Check your understanding:
A - Answer these questions about the post on the pandemic and schools:
(i) Who does the post say have been left out of decision making conversations and choices?
(ii) According to the post, what are many narratives for schools in the fall more about?
(iii) What kind of model does the post call the focus on warehousing children with the fewest deaths or grave illnesses?
B - Extend the post on the pandemic and schools, picking up after its final sentence.

The pandemic has laid bare society's inequalities and long neglected organizations and instituations. Sadly, we see this reality in education in multiple ways.
Teachers left out of the narrative
Too many educators have been left out of decision making conversations and choices in significant ways. Instead, many who are not teaching/learning experts, have been leading the narrative for schools in the fall. This is frightening since many of those individuals don't understand learning with a modern lens and real experiences thus too many of the stories I read and hear don't represent what it means to teach well. Instead many narratives are more about warehousing children--this is very sad, but not surprising since the Trump team shows little regard for children in general.
Poor priorities
Instead of focusing on what it means to be healthy and well-educated, most of the priorities focus on how to warehouse children with the fewest number of deaths or grave illnesses. This is a deficit model, not a strengths model for learning. This appears to support the Trump team's will to keep a servant class in the United States--a class that does the service work with few to no supports that helps those people live and rise up in healthy and positive ways.

Given information:
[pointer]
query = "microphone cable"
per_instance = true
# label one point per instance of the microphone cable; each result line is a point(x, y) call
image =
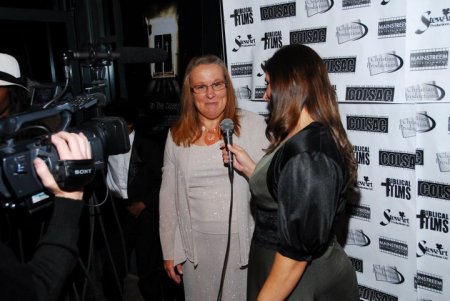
point(227, 251)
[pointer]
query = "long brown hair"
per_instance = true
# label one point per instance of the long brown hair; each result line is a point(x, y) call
point(299, 79)
point(187, 129)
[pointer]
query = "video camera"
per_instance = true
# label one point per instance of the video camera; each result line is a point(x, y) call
point(19, 183)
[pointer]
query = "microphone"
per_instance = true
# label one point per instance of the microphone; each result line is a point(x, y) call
point(227, 127)
point(127, 55)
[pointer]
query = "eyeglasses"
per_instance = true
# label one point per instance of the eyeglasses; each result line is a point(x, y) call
point(202, 89)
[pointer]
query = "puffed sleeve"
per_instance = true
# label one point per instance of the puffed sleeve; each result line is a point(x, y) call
point(168, 225)
point(308, 193)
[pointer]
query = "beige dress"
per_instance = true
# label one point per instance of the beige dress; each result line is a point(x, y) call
point(194, 206)
point(209, 204)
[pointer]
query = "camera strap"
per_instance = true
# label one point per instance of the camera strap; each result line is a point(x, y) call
point(74, 174)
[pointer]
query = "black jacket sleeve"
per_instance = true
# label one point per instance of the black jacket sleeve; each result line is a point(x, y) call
point(43, 277)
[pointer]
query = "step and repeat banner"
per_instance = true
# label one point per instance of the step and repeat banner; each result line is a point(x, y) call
point(388, 60)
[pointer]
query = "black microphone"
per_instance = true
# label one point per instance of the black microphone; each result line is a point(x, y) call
point(127, 55)
point(227, 127)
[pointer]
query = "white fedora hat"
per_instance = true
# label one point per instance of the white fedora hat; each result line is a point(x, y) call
point(10, 71)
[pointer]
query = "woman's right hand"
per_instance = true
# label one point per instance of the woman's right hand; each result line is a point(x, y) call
point(241, 161)
point(174, 272)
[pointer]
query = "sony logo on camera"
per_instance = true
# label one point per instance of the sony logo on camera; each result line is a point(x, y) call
point(83, 171)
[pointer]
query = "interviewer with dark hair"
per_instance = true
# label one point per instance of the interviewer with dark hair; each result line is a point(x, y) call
point(44, 276)
point(299, 186)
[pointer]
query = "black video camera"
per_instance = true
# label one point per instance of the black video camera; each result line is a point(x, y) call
point(19, 184)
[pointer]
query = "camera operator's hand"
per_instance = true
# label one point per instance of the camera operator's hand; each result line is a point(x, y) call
point(70, 146)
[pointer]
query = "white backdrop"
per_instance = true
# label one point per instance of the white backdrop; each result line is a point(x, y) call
point(388, 60)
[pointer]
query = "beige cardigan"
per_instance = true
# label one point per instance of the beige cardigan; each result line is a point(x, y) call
point(175, 225)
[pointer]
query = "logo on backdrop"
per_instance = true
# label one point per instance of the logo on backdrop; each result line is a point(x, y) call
point(357, 263)
point(371, 124)
point(434, 20)
point(429, 59)
point(365, 183)
point(351, 31)
point(399, 218)
point(348, 4)
point(392, 27)
point(362, 154)
point(397, 188)
point(272, 39)
point(427, 91)
point(242, 16)
point(371, 294)
point(393, 246)
point(428, 282)
point(341, 64)
point(419, 157)
point(243, 92)
point(443, 161)
point(397, 159)
point(384, 63)
point(421, 123)
point(308, 36)
point(433, 220)
point(433, 190)
point(361, 212)
point(388, 274)
point(436, 250)
point(284, 10)
point(241, 69)
point(357, 237)
point(370, 93)
point(314, 7)
point(240, 41)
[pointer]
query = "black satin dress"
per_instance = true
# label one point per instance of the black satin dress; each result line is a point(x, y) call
point(297, 190)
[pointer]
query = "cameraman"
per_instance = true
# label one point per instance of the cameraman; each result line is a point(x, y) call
point(44, 276)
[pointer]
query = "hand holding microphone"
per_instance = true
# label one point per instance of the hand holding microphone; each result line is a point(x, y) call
point(227, 127)
point(239, 158)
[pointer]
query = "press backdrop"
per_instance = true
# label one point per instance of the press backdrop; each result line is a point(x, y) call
point(388, 61)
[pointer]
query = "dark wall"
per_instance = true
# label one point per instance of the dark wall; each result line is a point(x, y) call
point(199, 33)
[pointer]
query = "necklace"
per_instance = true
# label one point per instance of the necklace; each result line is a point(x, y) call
point(211, 136)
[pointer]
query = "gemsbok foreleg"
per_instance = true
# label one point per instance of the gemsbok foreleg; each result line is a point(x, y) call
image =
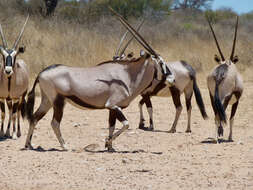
point(9, 105)
point(177, 102)
point(14, 117)
point(115, 112)
point(233, 111)
point(2, 106)
point(188, 96)
point(38, 115)
point(146, 99)
point(57, 117)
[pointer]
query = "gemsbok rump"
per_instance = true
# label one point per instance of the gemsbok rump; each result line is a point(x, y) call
point(110, 85)
point(14, 79)
point(185, 82)
point(225, 86)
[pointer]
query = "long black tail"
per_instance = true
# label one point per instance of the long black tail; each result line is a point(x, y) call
point(199, 99)
point(30, 102)
point(218, 105)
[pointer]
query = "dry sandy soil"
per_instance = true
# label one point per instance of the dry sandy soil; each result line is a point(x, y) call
point(144, 160)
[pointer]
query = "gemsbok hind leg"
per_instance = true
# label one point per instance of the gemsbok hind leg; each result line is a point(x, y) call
point(9, 104)
point(57, 117)
point(119, 115)
point(44, 107)
point(177, 102)
point(188, 96)
point(14, 117)
point(2, 106)
point(147, 101)
point(233, 111)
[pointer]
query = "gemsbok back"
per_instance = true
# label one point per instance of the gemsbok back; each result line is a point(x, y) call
point(185, 82)
point(225, 86)
point(14, 79)
point(110, 85)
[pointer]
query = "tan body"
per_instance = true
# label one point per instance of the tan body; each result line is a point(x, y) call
point(13, 92)
point(109, 86)
point(184, 83)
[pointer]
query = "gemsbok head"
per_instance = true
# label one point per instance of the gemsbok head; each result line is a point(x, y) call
point(225, 86)
point(13, 83)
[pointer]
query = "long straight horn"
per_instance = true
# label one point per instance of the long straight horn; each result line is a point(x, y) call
point(233, 48)
point(136, 35)
point(3, 38)
point(217, 44)
point(127, 44)
point(21, 34)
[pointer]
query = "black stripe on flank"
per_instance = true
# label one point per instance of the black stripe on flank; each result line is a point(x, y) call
point(119, 82)
point(9, 84)
point(81, 103)
point(51, 67)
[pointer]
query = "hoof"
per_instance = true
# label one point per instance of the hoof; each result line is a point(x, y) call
point(149, 129)
point(141, 126)
point(7, 135)
point(19, 134)
point(28, 147)
point(172, 131)
point(111, 149)
point(220, 131)
point(1, 134)
point(14, 136)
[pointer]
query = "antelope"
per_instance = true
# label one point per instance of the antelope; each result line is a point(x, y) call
point(225, 86)
point(110, 85)
point(185, 82)
point(14, 79)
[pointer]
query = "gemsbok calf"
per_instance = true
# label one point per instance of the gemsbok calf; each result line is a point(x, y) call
point(14, 79)
point(185, 82)
point(225, 86)
point(110, 85)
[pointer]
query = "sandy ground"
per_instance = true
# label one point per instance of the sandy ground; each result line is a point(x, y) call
point(144, 160)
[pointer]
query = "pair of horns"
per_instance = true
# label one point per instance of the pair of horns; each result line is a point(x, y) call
point(216, 41)
point(135, 34)
point(123, 37)
point(19, 36)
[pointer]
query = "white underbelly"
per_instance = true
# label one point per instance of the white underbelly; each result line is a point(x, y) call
point(77, 105)
point(165, 92)
point(233, 100)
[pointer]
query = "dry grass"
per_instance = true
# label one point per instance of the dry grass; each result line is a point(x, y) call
point(55, 41)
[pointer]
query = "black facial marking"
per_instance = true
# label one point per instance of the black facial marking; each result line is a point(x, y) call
point(221, 72)
point(119, 115)
point(9, 84)
point(81, 103)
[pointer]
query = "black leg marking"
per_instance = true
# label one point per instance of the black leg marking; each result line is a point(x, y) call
point(177, 102)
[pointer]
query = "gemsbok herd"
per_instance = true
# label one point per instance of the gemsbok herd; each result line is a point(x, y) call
point(113, 85)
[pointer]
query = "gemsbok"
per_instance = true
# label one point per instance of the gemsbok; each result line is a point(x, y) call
point(225, 86)
point(185, 82)
point(14, 79)
point(110, 85)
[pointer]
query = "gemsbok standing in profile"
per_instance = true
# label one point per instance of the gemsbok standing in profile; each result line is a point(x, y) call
point(225, 86)
point(110, 85)
point(14, 80)
point(185, 82)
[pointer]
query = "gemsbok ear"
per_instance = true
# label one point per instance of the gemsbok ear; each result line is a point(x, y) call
point(235, 59)
point(217, 58)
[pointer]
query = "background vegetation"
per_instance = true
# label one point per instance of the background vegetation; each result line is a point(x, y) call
point(84, 33)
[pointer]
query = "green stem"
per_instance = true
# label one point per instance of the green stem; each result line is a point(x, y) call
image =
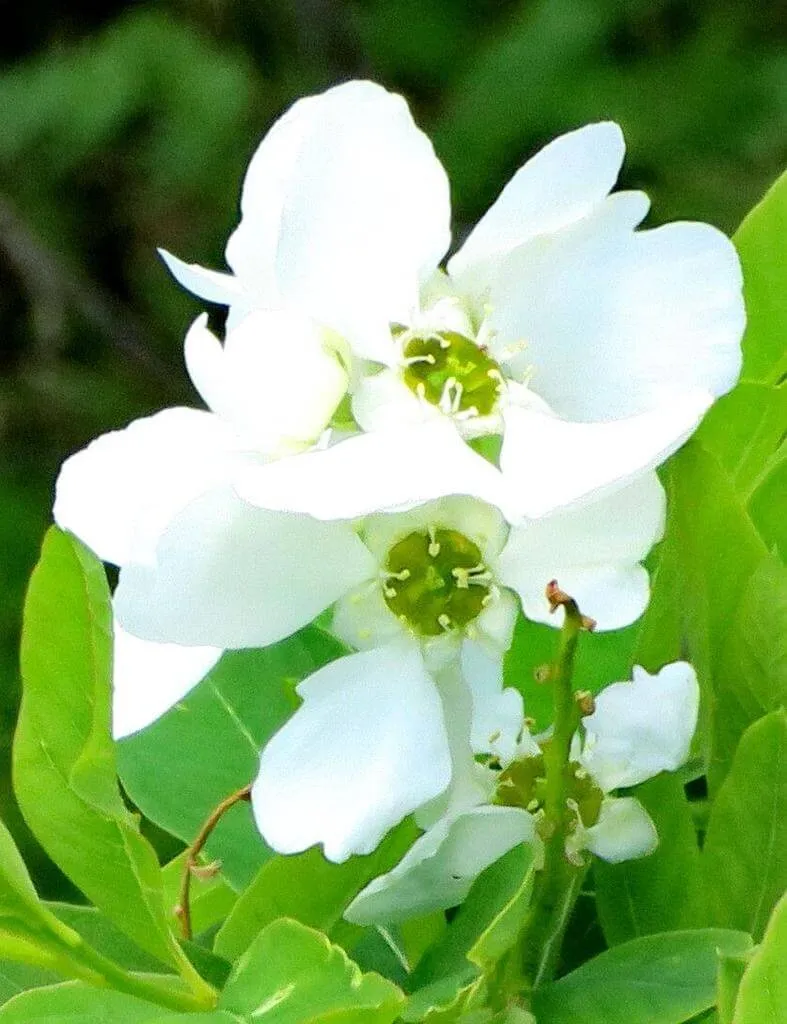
point(63, 950)
point(560, 880)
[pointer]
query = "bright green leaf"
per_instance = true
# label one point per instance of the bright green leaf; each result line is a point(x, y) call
point(209, 745)
point(762, 992)
point(657, 979)
point(731, 970)
point(306, 888)
point(745, 853)
point(74, 1003)
point(492, 892)
point(63, 755)
point(662, 892)
point(293, 975)
point(751, 678)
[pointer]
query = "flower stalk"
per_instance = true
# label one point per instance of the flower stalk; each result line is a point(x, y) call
point(537, 950)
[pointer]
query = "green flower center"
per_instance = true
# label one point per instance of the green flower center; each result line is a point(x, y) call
point(450, 371)
point(523, 783)
point(435, 581)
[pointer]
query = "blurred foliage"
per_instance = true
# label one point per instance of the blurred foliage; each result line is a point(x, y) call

Solved problems:
A -
(i) Too many educators.
(ii) Warehousing children.
(iii) A deficit model, not a strengths model for learning.

B -
Private takeover of public education
Privateers are seeing this poor education management as an opportunity to make money. In so many ways, public schools systems are responding to privateers' glitzy, cost-saving messages. These privateers don't represent significant skill or investment in good education, but instead a mediocre-at-best response to systems' needs for remote education, school building/tech quick-fixes, and pass-the-buck-solutions. Too often, public school leaders and decision makers are attracted to the slick marketing, low costs, and empty promises of privateers in education who are out to make a quick buck without any true concern about deep and valuable education.
Denial of the real issues
As I listen to many decision makers discuss education in the fall, they appear to ignore the science behind this pandemic and they don't take the pandemic risks seriously. They also ignore the social issues that this pandemic lays bare. I wish that decision makers and leaders would look for the promise in the pandemic with the following questions:
- How can we use this time to uplift families, schools, and community life?
- How can we build a more scientific savvy society, a society that takes science seriously and reacts responsively?
- How can we collectively learn from our error during this virus--what did we do wrong and how can we change that now and into the future?